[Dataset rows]
>> start
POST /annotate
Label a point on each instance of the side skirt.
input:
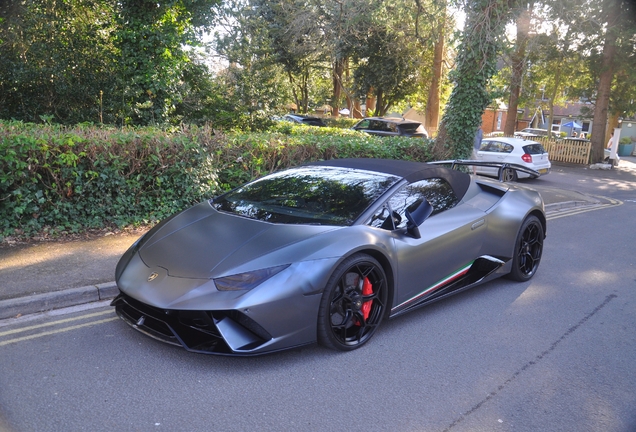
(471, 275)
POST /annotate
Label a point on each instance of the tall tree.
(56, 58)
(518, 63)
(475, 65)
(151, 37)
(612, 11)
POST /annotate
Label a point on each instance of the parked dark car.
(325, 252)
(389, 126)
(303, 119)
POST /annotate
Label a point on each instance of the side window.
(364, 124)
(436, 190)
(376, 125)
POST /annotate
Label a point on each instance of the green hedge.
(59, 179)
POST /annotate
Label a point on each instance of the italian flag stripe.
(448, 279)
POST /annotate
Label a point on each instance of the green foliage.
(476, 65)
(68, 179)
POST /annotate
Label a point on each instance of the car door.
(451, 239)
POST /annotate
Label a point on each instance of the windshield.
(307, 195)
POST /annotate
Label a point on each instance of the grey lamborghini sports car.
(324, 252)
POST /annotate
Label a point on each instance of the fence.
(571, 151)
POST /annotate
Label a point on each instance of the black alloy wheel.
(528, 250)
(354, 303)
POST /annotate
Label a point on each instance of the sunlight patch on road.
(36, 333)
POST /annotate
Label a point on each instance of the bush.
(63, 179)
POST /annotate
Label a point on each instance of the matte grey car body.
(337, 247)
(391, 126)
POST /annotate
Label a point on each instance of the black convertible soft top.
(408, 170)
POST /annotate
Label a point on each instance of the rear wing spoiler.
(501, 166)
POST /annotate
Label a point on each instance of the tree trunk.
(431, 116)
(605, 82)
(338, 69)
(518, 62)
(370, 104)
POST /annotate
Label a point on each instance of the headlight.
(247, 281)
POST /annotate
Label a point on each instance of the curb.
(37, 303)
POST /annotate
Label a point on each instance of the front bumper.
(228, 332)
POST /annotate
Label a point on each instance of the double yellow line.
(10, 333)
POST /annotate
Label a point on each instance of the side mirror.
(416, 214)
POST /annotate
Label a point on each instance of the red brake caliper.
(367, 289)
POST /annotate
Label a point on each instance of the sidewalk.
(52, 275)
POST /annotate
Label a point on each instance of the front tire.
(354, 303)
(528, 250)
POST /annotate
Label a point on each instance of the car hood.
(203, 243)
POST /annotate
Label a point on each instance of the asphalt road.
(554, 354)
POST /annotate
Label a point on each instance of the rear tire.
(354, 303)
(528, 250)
>> end
>> start
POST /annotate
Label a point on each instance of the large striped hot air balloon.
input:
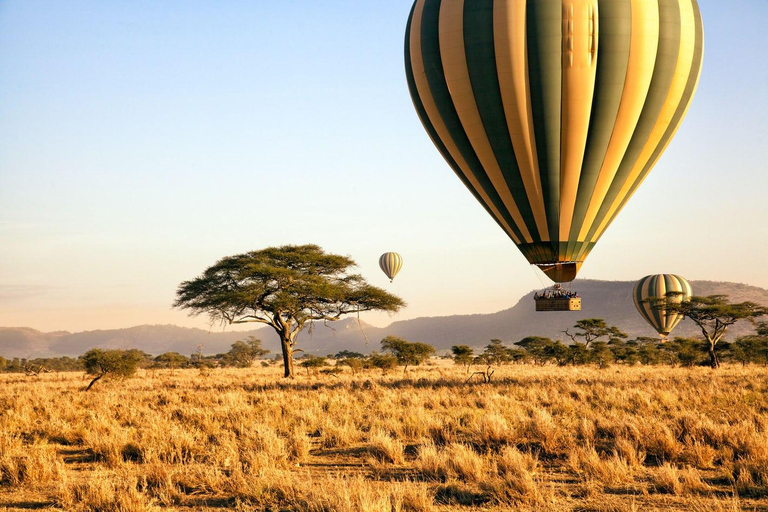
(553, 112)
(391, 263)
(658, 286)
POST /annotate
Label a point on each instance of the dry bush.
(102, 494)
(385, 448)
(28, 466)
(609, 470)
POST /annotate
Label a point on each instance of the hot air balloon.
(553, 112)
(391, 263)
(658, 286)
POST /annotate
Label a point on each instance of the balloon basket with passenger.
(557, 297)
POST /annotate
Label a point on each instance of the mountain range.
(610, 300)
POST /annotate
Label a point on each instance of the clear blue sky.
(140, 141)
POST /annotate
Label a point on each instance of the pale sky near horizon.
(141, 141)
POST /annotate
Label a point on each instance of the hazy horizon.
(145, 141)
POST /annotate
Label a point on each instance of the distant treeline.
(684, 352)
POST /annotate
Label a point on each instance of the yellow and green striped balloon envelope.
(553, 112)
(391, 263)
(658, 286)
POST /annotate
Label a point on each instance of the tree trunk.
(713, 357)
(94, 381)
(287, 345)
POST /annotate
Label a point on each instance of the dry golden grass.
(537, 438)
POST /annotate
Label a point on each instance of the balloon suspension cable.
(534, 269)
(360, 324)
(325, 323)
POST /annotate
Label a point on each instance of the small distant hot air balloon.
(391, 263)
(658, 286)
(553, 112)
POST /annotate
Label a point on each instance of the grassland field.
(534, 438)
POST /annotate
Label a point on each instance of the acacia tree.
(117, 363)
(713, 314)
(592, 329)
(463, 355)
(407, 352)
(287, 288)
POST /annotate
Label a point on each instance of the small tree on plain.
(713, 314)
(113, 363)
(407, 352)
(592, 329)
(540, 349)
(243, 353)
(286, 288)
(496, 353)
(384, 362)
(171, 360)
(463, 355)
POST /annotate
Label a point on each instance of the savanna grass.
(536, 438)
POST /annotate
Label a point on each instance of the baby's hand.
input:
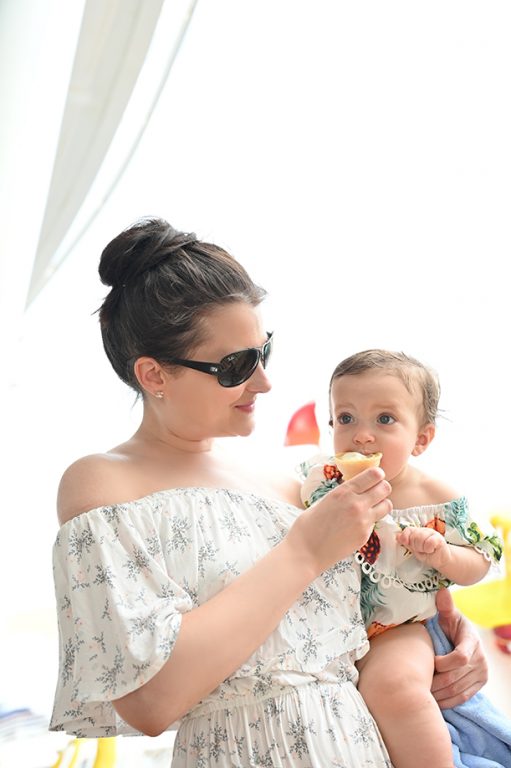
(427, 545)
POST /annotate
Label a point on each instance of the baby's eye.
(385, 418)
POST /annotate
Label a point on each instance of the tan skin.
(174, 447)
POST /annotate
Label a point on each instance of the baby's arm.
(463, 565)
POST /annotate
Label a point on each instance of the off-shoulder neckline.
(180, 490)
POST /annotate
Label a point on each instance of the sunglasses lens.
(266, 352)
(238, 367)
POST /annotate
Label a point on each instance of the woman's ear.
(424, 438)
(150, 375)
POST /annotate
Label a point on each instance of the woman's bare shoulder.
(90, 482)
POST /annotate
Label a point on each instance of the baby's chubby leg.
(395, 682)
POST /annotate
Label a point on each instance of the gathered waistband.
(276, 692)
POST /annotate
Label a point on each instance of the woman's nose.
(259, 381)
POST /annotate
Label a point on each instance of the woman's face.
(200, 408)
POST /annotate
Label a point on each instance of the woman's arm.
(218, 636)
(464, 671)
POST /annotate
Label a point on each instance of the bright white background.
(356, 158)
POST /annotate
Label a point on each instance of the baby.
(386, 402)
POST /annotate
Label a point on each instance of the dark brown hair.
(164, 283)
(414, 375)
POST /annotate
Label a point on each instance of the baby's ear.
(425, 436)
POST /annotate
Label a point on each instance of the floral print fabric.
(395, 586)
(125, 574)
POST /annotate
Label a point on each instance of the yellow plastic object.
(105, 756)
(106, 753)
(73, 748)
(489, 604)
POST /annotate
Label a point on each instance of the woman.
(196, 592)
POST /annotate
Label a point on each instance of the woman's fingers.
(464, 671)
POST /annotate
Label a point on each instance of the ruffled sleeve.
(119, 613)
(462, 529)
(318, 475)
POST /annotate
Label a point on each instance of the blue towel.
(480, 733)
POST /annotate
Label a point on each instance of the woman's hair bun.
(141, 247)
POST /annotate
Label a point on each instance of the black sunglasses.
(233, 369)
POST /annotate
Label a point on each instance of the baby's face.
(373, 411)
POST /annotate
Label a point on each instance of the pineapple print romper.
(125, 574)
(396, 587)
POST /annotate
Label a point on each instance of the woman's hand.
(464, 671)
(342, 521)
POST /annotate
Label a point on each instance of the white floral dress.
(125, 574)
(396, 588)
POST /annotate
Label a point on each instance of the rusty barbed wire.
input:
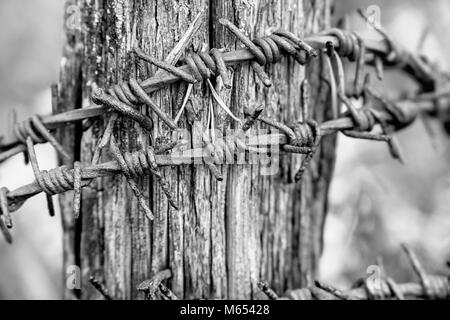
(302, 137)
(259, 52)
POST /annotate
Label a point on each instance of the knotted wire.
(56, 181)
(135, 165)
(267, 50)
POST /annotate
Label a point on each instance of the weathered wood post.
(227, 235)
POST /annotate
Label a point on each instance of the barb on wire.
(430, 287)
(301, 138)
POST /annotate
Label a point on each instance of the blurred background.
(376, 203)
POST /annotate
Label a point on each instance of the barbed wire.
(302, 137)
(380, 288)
>> end
>> start
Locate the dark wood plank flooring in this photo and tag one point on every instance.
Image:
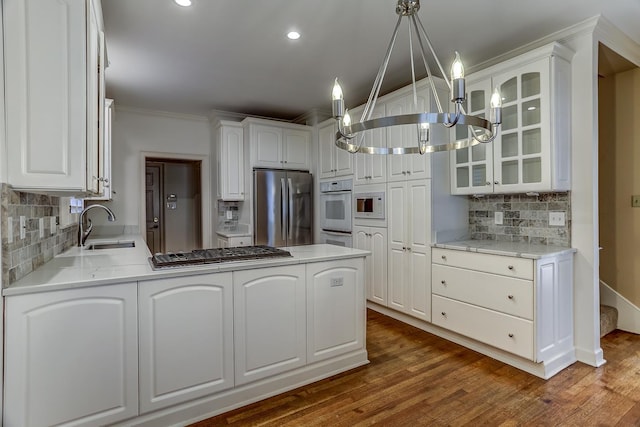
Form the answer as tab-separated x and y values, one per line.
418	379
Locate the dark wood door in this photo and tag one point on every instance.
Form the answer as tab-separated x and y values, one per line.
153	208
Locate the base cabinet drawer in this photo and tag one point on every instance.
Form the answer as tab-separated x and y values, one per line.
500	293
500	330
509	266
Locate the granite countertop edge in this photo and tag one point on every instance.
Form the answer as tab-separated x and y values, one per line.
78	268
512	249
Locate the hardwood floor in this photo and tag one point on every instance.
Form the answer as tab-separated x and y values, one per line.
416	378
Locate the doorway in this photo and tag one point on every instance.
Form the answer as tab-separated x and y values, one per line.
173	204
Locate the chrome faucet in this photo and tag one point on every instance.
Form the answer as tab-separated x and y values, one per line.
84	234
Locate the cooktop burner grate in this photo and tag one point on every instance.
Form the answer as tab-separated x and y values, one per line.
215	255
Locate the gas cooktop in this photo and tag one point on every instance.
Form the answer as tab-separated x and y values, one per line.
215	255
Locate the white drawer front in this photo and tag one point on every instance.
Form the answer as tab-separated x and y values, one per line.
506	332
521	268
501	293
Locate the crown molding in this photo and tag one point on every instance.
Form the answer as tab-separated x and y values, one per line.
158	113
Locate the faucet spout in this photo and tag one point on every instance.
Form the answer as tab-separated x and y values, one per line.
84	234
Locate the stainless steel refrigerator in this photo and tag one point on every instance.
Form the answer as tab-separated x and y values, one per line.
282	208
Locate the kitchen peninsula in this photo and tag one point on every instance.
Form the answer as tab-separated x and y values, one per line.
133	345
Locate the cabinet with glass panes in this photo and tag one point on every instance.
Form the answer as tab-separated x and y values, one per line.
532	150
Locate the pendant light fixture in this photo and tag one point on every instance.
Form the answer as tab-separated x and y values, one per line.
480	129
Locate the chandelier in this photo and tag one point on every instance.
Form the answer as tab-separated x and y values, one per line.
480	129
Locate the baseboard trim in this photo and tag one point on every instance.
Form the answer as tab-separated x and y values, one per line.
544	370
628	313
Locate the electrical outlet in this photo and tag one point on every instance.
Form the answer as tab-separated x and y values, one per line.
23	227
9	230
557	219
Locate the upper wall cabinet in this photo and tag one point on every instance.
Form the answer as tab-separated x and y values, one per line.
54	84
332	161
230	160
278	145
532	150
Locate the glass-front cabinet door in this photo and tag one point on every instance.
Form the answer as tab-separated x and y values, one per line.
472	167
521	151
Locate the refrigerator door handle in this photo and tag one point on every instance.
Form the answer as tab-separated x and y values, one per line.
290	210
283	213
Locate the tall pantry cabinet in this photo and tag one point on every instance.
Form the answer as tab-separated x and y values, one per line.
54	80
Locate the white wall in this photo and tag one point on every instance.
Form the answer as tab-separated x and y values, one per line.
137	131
>> end
=== Description of the task ===
State how many lines in the items above contain the string "face". Give only the number.

=== Task answer ===
2